[Region outline entries]
↓↓↓
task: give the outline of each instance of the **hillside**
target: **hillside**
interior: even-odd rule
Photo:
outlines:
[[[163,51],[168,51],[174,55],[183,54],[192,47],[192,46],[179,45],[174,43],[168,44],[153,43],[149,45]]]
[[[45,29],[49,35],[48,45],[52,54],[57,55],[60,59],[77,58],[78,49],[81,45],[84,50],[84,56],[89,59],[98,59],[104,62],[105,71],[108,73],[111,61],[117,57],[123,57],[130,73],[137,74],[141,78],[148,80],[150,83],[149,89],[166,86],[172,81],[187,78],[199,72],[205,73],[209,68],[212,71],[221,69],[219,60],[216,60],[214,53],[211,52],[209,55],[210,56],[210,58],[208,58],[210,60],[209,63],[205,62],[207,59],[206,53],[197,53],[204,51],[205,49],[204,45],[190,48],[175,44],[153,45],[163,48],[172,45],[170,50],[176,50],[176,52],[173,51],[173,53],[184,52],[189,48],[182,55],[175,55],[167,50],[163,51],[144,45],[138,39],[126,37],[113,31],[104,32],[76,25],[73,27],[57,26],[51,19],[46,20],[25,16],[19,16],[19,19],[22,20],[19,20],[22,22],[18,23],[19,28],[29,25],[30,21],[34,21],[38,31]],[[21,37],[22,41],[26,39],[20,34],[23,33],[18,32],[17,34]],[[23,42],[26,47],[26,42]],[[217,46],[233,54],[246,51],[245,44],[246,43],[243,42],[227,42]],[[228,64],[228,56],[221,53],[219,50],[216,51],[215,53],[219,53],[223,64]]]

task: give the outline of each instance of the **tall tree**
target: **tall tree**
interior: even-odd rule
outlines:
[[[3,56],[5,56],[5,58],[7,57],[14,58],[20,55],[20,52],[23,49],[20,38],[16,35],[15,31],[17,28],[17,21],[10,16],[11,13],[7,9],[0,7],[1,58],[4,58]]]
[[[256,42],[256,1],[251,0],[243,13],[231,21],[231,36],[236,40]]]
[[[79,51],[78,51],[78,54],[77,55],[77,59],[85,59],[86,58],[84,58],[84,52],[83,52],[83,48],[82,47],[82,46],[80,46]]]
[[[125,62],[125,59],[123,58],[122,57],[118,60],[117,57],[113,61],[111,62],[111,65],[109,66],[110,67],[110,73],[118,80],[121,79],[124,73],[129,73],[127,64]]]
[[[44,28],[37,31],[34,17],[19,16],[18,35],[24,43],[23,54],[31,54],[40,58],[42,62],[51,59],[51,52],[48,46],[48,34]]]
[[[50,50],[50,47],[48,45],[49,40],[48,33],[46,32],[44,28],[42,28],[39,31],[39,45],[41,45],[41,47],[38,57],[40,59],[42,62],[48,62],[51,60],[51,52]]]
↑↑↑
**What to produce**
Return each line from the entries above that contains the string "tall". Treat uppercase and lowercase as different.

**Solution**
task: give the outline of each instance of the **tall tree**
target: **tall tree**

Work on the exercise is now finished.